**EXTRACT**
At his mother’s insistence, Derek Applewhite, who grew up in a suburb of Boulder, Colorado, participated in a summer program for high school students to do a six-week-long research internship at Colorado State University. He spent his summer doing veterinary research in a small team, trying to understand why certain hip replacements for dogs were failing. As maple wood is biomechanically similar to bone, Applewhite took several chunks of maple, drilled into the wood, and installed artificial dog hips. Then, he would twist and torque the implants, testing their torsional strength. In addition to the research itself, he loved the collaborative approach to problem-solving.
However, Applewhite stayed focused on athletics in high school, and he ultimately earned a scholarship from the University of Michigan to run track. Practicing up to six hours a day...
During his senior year in 2002, Applewhite spent his spring break visiting Northwestern University near Chicago. His tour of the campus was given by a Black woman, which he would later see as an intelligent move on the university’s part. “I think they were really smart about pairing me up with another person of color,” Applewhite says, noting how few other Black graduate students there were studying biology. Once he started his PhD at Northwestern that fall, he would regularly gather for dinner with a small group of other Black graduate students in his department to commiserate on the challenges of being a person of color in science grad school. Applewhite also had a circle of friends in the LGBT community, who supported him in his new long-distance relationship with a medical student at Michigan named Ryan Fink, though he had not yet come out to all of the people he worked with.
Before landing in the lab of Gary Borisy, who focuses on actin microtubules and the cytoskeleton, Applewhite did exploratory stints in several labs, spending time studying the nucleoli of cancer cells as well as working with trypanosomes, a type of parasitic protozoa. But in Borisy’s group, Applewhite became excited about cell biology, a field he’d previously had lukewarm feelings about. Borisy, Applewhite recalls, presented the information in a new way with microscopy. “I imaged some cells for the first time, and they were moving, and I was like, ‘What? Cells move? I didn’t even know cells could move! Why would they move? How do cells move?’ I had so many questions that came to mind,” he says. For his PhD research, he uncovered how the relative abundance of certain proteins causes the cell to make lamellipodia, extensions of cell membrane and cytoplasm that protrude and retract to enable migration, or filopodia, cellular protrusions that extend beyond the network of lamellipodia and play a sensory role.

**EXERCISE OBJECTIVE**
Continue the profile of Derek Applewhite after its final sentence, which ends "play a sensory role".

(Referring expression data)
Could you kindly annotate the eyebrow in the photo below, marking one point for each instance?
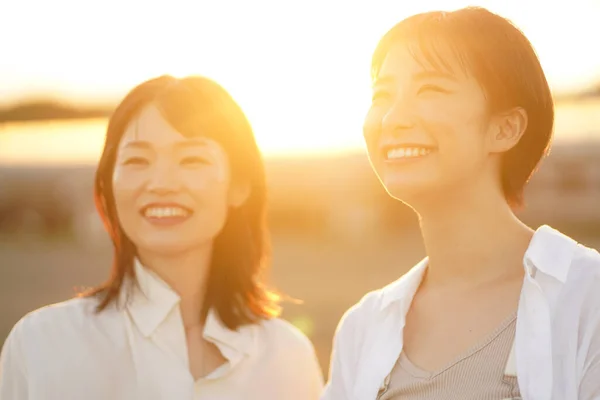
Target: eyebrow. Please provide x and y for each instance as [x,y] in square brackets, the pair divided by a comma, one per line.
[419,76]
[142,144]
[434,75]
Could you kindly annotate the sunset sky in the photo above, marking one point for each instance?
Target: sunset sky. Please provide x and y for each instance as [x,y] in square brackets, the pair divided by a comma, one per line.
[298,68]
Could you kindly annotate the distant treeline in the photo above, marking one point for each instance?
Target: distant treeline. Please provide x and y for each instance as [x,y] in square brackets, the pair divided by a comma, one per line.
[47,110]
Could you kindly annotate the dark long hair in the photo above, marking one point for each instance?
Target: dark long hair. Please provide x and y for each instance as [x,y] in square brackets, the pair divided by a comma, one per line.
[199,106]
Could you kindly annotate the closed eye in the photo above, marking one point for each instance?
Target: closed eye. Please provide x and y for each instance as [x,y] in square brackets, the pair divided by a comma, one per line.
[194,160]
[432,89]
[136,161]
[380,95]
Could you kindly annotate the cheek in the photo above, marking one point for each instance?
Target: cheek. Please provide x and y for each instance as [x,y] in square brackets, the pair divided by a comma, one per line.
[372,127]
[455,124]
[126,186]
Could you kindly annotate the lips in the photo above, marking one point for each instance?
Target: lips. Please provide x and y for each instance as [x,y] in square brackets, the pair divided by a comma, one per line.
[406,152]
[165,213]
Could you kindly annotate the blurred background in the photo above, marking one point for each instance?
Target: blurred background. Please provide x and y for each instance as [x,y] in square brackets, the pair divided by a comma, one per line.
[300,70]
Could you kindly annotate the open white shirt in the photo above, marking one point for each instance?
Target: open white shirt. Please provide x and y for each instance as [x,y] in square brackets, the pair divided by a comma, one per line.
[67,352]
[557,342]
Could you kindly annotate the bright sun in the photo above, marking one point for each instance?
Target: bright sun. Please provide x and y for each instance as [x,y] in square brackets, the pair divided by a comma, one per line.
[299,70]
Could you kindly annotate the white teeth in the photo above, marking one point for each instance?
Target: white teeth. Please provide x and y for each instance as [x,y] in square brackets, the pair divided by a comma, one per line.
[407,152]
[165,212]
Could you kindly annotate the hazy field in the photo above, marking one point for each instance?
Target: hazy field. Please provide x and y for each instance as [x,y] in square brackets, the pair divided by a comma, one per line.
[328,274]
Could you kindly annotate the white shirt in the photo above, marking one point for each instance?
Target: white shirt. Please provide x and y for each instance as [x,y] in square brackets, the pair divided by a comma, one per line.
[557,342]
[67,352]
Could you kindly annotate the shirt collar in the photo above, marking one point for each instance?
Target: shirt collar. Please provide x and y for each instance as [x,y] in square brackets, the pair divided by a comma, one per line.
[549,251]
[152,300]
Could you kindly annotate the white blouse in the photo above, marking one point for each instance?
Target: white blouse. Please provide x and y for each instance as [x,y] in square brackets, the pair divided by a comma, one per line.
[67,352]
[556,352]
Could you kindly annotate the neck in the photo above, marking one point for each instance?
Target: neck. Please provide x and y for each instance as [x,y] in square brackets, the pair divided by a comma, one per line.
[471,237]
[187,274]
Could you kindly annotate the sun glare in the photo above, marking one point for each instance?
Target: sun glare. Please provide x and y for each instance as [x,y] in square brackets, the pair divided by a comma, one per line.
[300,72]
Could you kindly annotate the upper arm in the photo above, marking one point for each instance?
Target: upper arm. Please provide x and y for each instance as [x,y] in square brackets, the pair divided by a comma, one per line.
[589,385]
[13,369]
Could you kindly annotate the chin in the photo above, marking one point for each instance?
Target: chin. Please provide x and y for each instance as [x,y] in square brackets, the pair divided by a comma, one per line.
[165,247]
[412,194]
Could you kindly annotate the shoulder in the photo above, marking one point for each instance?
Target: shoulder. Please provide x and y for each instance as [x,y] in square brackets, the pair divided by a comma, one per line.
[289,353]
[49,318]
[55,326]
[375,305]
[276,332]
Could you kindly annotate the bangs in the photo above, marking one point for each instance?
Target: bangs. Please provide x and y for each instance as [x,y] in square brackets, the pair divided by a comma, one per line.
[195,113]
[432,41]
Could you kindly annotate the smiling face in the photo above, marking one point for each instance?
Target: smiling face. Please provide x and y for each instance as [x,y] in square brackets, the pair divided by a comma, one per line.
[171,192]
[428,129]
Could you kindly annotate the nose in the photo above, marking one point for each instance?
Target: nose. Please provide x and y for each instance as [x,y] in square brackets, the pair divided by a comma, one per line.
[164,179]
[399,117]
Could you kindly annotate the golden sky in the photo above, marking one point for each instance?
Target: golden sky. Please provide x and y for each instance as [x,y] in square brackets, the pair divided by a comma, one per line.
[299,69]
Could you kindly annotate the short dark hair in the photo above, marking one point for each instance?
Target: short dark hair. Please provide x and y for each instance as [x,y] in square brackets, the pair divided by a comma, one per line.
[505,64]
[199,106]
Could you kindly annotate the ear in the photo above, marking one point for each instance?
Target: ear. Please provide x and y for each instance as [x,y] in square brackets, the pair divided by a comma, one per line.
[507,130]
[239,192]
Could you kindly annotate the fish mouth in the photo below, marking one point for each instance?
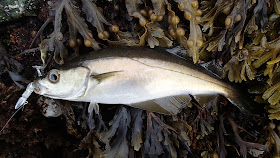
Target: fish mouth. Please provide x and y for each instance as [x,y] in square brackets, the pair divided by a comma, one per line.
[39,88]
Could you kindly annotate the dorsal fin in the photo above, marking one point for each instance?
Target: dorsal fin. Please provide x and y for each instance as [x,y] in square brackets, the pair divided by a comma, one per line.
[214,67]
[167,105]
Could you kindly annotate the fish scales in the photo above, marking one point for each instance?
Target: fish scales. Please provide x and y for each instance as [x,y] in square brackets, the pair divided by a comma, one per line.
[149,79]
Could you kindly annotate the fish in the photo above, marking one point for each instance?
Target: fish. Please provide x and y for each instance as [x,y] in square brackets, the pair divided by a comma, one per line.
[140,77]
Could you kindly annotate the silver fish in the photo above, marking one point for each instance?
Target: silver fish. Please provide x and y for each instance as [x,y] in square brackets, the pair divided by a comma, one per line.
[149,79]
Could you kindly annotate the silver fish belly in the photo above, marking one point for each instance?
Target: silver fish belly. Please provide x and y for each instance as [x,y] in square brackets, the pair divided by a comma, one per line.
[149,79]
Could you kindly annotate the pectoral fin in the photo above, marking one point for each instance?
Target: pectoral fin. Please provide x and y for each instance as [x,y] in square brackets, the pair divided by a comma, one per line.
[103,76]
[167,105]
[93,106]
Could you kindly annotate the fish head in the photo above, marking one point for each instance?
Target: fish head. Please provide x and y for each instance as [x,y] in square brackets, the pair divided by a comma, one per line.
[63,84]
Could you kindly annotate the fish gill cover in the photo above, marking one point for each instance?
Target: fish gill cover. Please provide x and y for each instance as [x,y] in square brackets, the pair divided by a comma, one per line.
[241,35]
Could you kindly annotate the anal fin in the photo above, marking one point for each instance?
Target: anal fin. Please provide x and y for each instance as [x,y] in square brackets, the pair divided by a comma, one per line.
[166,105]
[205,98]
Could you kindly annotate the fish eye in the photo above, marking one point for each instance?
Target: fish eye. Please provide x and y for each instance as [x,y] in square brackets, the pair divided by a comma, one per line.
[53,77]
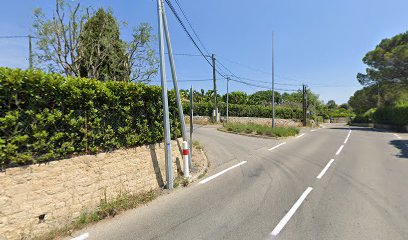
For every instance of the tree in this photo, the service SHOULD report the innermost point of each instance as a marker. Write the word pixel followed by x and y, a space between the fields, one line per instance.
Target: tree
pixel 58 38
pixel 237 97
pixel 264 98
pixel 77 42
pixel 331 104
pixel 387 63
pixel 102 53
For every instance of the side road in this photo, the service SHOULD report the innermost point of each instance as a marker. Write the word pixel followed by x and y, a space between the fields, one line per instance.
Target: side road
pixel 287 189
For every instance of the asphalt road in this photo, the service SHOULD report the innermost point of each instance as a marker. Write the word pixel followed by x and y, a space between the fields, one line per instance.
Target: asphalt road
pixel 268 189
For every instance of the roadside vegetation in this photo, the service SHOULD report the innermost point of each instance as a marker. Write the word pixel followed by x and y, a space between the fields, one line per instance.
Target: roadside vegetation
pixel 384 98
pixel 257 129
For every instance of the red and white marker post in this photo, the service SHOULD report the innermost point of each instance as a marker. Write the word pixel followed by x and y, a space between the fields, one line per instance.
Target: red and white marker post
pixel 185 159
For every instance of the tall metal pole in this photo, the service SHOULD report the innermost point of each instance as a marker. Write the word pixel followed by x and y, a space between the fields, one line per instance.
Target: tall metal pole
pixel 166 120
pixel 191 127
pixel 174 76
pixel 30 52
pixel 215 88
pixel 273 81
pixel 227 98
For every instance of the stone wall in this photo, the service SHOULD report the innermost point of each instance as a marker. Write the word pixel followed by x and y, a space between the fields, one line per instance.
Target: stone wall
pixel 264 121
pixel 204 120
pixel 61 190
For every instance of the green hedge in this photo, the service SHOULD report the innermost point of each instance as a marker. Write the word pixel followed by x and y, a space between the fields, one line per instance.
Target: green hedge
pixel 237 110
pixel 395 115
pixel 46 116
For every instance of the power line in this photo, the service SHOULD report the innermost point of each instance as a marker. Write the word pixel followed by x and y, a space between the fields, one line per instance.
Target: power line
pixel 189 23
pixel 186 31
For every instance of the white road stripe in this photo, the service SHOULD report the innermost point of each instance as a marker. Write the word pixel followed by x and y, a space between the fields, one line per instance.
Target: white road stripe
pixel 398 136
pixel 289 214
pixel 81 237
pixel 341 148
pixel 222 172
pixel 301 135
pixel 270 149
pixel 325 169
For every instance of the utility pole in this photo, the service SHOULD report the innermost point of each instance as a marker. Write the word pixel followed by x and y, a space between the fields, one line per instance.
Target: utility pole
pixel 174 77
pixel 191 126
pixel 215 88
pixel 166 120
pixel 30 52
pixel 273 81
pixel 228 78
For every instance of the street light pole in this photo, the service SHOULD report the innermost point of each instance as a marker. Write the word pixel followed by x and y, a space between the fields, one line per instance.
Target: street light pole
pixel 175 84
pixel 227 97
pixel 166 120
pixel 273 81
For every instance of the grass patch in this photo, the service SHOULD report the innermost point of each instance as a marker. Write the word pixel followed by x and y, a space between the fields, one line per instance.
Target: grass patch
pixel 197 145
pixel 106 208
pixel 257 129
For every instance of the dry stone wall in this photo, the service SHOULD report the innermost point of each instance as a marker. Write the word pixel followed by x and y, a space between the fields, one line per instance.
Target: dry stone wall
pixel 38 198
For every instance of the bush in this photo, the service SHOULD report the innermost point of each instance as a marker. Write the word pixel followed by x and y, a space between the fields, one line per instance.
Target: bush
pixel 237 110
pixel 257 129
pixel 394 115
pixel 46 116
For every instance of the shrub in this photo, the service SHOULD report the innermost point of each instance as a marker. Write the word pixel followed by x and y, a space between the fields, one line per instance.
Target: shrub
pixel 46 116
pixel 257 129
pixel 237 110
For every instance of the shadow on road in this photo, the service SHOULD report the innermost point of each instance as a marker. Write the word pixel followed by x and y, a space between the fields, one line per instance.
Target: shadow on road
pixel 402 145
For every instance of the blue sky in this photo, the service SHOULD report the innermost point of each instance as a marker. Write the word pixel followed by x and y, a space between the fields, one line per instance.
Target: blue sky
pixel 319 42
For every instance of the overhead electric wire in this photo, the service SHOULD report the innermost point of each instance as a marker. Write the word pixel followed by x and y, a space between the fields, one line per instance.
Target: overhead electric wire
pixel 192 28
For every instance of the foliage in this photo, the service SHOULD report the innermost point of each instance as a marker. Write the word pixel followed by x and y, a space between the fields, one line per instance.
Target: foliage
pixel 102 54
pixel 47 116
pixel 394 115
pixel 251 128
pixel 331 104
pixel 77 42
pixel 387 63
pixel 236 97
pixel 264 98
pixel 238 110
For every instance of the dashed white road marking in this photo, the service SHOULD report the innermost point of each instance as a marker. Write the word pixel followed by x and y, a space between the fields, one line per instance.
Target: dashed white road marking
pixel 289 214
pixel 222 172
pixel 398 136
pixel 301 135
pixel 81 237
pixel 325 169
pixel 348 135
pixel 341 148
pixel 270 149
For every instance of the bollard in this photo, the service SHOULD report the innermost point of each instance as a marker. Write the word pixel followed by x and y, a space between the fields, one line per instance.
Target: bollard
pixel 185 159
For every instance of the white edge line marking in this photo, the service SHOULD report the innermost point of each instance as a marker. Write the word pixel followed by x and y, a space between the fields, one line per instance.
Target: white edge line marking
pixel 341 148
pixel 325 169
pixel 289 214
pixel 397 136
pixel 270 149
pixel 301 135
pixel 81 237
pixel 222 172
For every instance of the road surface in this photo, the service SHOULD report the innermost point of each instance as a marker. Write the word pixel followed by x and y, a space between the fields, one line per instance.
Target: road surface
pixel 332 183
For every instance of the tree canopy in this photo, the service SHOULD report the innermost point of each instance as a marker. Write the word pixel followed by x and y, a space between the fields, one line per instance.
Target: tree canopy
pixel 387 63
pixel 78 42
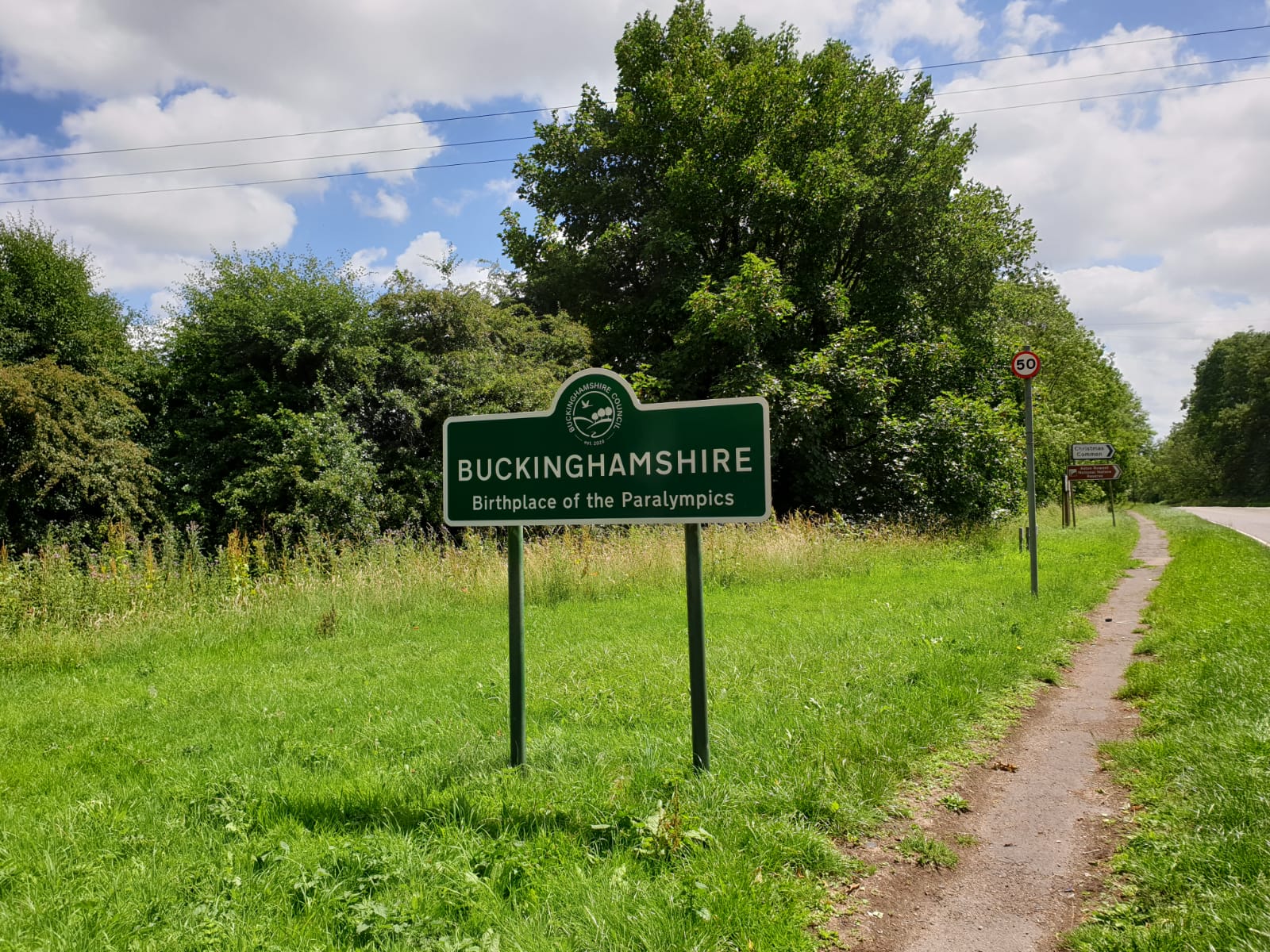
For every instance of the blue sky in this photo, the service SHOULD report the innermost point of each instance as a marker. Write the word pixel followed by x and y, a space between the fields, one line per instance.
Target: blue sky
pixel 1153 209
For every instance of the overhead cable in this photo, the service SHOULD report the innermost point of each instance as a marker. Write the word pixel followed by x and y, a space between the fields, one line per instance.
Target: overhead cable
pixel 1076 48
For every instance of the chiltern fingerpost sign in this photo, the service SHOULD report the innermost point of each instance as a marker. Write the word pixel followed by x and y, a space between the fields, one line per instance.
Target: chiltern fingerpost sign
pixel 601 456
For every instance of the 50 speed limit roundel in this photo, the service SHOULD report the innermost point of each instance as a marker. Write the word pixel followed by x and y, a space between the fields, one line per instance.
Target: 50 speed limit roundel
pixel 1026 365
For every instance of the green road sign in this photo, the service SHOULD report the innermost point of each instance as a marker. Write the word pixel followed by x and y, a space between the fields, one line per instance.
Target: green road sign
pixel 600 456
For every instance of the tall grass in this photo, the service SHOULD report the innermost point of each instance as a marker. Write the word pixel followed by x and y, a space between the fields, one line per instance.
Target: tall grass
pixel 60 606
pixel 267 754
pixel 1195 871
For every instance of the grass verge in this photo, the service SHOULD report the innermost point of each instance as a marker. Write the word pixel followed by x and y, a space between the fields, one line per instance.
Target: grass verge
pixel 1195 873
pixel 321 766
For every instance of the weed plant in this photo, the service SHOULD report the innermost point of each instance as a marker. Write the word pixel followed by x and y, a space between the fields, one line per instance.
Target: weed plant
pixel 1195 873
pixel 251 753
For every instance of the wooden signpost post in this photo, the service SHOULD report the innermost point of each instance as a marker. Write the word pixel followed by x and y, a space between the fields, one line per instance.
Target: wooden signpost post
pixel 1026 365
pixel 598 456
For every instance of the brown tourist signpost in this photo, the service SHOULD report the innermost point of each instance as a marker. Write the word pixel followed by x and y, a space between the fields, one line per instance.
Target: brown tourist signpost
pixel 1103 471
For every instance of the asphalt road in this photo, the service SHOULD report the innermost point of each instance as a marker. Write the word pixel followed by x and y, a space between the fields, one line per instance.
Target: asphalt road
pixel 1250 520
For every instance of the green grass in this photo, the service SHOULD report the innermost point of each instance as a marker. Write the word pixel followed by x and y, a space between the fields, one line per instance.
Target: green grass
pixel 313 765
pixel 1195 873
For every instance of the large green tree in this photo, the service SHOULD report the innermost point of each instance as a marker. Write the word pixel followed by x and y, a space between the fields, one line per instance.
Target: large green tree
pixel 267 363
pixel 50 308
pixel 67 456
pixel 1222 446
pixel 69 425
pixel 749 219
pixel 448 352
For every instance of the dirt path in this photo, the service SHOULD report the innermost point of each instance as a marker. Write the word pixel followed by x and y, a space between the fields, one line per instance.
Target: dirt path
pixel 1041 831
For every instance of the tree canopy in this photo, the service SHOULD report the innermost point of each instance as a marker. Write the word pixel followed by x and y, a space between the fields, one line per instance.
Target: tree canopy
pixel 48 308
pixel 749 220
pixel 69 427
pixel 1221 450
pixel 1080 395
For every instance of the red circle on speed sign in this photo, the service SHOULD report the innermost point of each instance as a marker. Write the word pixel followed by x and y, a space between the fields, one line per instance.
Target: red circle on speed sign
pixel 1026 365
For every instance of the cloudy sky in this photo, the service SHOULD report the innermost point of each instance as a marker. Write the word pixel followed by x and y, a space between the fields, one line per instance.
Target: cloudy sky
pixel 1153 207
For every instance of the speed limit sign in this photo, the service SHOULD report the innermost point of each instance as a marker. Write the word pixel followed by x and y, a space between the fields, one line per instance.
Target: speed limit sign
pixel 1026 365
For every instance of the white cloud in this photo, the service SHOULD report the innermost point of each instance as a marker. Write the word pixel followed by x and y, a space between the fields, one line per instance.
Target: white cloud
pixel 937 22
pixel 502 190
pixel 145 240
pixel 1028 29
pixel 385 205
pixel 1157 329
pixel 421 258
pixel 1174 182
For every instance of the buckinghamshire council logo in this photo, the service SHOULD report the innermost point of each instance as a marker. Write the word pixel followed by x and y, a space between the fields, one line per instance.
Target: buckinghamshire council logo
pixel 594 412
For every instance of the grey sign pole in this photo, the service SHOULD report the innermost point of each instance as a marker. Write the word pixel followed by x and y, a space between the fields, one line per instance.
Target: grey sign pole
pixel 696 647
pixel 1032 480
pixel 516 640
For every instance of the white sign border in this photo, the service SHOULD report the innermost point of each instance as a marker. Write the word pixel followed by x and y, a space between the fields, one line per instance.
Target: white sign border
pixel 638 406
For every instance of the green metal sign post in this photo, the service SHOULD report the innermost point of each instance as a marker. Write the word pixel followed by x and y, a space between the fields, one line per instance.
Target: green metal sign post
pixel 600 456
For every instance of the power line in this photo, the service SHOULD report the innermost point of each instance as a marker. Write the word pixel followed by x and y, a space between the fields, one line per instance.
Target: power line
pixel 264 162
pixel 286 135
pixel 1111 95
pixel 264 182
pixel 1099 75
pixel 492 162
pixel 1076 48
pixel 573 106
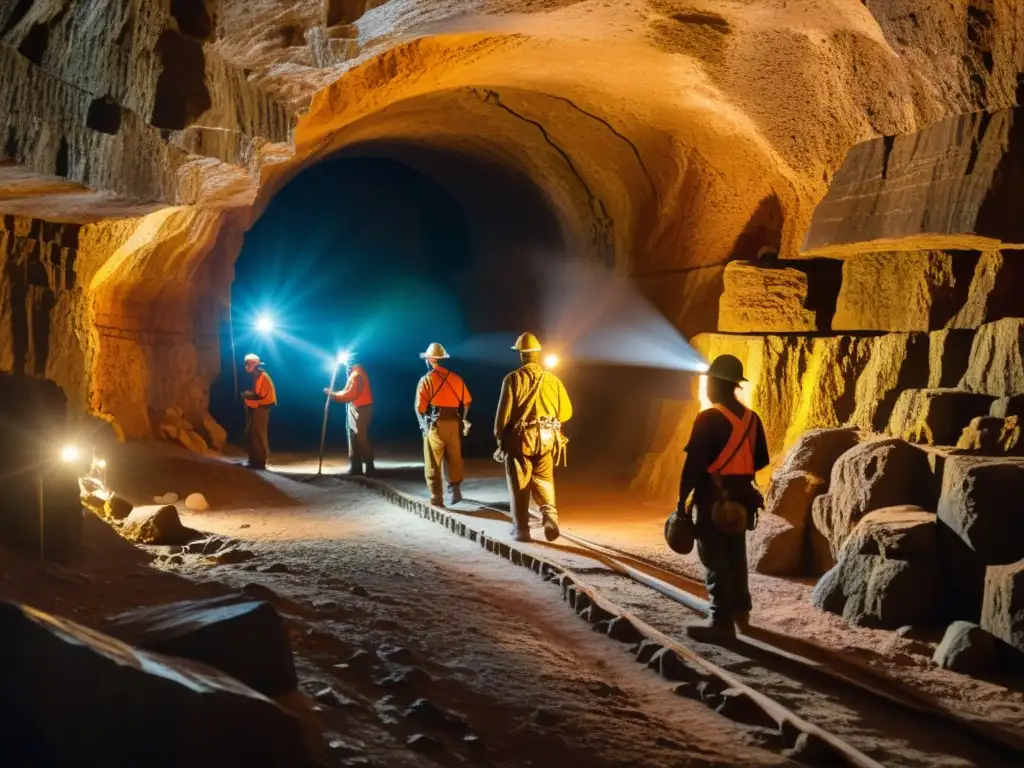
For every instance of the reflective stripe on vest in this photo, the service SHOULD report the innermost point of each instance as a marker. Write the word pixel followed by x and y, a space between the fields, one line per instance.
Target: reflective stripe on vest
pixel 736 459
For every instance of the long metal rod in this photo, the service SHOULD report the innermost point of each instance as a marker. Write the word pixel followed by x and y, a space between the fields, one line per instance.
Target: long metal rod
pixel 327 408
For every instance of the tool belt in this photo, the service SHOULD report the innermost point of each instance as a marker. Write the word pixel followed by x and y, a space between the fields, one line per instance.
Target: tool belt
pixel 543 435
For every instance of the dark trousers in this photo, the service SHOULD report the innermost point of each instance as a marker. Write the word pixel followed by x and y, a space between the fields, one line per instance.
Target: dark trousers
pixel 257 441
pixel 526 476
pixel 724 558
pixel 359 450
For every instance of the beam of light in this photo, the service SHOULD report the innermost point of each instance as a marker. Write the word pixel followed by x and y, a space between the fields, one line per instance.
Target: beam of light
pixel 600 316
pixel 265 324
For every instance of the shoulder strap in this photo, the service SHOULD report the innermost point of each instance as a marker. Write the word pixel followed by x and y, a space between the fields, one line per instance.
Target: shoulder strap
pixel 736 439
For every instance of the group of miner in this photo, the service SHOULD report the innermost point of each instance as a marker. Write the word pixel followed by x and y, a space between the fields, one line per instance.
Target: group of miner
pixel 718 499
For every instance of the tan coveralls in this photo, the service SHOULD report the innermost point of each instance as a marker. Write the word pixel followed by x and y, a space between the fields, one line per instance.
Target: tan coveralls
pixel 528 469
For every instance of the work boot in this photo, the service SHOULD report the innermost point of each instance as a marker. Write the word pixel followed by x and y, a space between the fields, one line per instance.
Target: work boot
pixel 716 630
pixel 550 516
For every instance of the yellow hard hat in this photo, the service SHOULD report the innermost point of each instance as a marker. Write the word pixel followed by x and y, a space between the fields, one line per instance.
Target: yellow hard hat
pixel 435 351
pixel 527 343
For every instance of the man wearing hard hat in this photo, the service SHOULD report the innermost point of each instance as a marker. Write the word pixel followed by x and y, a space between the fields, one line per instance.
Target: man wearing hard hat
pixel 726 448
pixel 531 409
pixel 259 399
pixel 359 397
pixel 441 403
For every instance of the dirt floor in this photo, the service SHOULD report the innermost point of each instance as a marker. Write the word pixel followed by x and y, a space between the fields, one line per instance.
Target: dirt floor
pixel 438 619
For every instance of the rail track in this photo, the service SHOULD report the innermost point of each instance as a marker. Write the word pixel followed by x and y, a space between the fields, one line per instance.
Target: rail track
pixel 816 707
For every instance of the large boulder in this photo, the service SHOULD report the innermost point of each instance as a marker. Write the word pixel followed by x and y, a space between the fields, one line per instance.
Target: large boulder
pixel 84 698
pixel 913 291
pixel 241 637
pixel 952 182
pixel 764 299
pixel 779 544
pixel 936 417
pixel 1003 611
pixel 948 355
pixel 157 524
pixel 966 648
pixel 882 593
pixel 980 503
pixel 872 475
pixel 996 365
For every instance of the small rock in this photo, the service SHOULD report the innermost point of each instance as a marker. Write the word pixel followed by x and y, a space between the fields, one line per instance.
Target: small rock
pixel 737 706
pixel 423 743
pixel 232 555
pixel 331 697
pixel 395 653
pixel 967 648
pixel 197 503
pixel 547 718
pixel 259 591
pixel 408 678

**TASK OUTPUT**
By the time Applewhite graduated in 2007, Fink was completing his medical residency at Duke University, so Applewhite began his postdoctoral studies at the nearby University of North Carolina at Chapel Hill. He spent nearly seven years as a postdoc in the lab of Steve Rogers, where he continued to work toward a better understanding of the dynamic mechanisms of cellular movement. Using Drosophila melanogaster as a model, Applewhite studied the regulation of a cytoskeletal protein called Short-stop (Shot), which plays a role in actin-microtubule crosslinking and is required for cell movement.
When the time came to start his own lab, Applewhite assumed he’d want to be at a large, research-focused university. However, his friend Omar Quintero, who now studies cell motility at the University of Richmond in Virginia, had been telling him about the advantages of primarily undergraduate institutions. In 2014, Applewhite took a job at Reed College, a small liberal arts school in Portland, Oregon, with fewer than 1,400 students. “I love introducing the next generation of scientists to [biology],” he says. “I think that’s probably the most important aspect of what I do . . . training students to be great scientists on their own.”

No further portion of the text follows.